• [EXERCISE]
All of the entries, apart from their pictures, are to be copied verbatim.

• [DATA FOR ANALYSIS]

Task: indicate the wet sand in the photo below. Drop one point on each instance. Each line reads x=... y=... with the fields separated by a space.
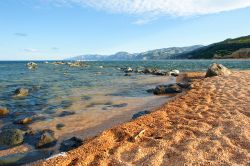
x=102 y=109
x=208 y=125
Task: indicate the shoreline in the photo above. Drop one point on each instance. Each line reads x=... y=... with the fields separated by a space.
x=202 y=126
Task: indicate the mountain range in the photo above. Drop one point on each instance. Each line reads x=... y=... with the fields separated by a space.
x=229 y=48
x=158 y=54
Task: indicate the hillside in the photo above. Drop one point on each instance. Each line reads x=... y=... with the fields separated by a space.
x=230 y=48
x=158 y=54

• [SOLUTION TO THE PROBLEM]
Task: indicate the wet sand in the photo below. Drop one point on each instance. Each line reads x=... y=... with the fields separated by a space.
x=102 y=109
x=208 y=125
Task: indicate the shoreline in the photo above. Drop one point on each instance. Each line reads x=... y=... with the fields separated by a space.
x=202 y=126
Task: indicate the mountain range in the photo above. Drop one point on each instance. Each line reads x=... y=... with the fields separated by a space.
x=229 y=48
x=158 y=54
Task: indicate the hillside in the photo above. Drop one point on each instance. Each line reads x=... y=... with the fields separated by a space.
x=230 y=48
x=158 y=54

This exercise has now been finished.